Lord Wakeham: My Lords, I beg to move the Motion standing in my name on the Order Paper.

Moved, That this House takes note of the report of the Economic Affairs Committee on the Finance Bill 2006 (6th Report, HL Paper 204).—(Lord Wakeham.)

On Question, Motion agreed to.

Constitutional Reform (Prerogative Powers and Civil Service etc.) Bill [HL]

8.27 pm

Report received.

Clause 18 [Power to impose new nationality requirements]:

Lord Lester of Herne Hill moved Amendment No. 1:

The noble Lord said: My Lords, I shall also speak briefly to Amendments Nos. 2 to 4, as they all run together. These are technical and tidying-up amendments following criticisms made in Committee, especially by the Minister, of the Bill as it then stood.
==============================
§ GOALS:
(1) In the parliamentary record, which committee's report on the Finance Bill 2006 does the House take note of?
(2) Print the parliamentary record from "On Question, Motion" up to and including "it then stood.".

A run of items
==============================
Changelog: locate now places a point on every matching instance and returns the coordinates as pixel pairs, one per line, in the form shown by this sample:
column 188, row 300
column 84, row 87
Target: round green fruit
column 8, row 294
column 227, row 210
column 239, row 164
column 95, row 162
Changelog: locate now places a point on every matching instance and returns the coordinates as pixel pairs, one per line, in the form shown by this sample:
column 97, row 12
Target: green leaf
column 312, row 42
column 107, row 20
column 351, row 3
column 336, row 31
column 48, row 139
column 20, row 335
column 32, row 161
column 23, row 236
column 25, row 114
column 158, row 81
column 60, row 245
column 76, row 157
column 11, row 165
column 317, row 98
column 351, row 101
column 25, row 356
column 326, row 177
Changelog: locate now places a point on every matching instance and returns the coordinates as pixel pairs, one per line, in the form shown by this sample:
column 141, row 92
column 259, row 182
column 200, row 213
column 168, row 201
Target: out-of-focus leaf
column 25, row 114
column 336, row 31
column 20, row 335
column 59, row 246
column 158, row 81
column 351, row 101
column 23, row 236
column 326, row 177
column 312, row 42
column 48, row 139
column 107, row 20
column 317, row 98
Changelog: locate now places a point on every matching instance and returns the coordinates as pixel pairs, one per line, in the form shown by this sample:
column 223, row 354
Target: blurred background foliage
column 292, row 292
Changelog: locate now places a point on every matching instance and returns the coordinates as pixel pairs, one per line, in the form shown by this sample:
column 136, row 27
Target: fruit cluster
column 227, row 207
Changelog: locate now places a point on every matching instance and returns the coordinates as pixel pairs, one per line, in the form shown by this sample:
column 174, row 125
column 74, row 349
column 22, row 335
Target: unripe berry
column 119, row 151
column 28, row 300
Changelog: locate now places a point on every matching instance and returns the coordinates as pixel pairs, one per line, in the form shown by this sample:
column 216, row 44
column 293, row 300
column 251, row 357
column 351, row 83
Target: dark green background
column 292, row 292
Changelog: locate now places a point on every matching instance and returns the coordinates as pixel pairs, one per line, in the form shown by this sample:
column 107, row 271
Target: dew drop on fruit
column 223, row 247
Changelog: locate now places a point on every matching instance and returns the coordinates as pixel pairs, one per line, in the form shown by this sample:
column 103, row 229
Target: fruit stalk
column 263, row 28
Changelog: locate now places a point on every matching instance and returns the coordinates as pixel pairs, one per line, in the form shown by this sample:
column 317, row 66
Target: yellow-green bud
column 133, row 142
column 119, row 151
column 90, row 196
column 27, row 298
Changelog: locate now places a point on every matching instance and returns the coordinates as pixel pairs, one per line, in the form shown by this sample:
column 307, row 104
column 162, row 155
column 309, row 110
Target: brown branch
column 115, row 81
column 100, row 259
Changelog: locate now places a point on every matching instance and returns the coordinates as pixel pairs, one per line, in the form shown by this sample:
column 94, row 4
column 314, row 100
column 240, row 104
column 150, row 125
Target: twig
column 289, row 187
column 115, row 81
==============================
§ WORKED ANSWERS:
(1) The Economic Affairs Committee's report.

(2)
On Question, Motion agreed to.

Constitutional Reform (Prerogative Powers and Civil Service etc.) Bill [HL]

8.27 pm

Report received.

Clause 18 [Power to impose new nationality requirements]:

Lord Lester of Herne Hill moved Amendment No. 1:

The noble Lord said: My Lords, I shall also speak briefly to Amendments Nos. 2 to 4, as they all run together. These are technical and tidying-up amendments following criticisms made in Committee, especially by the Minister, of the Bill as it then stood.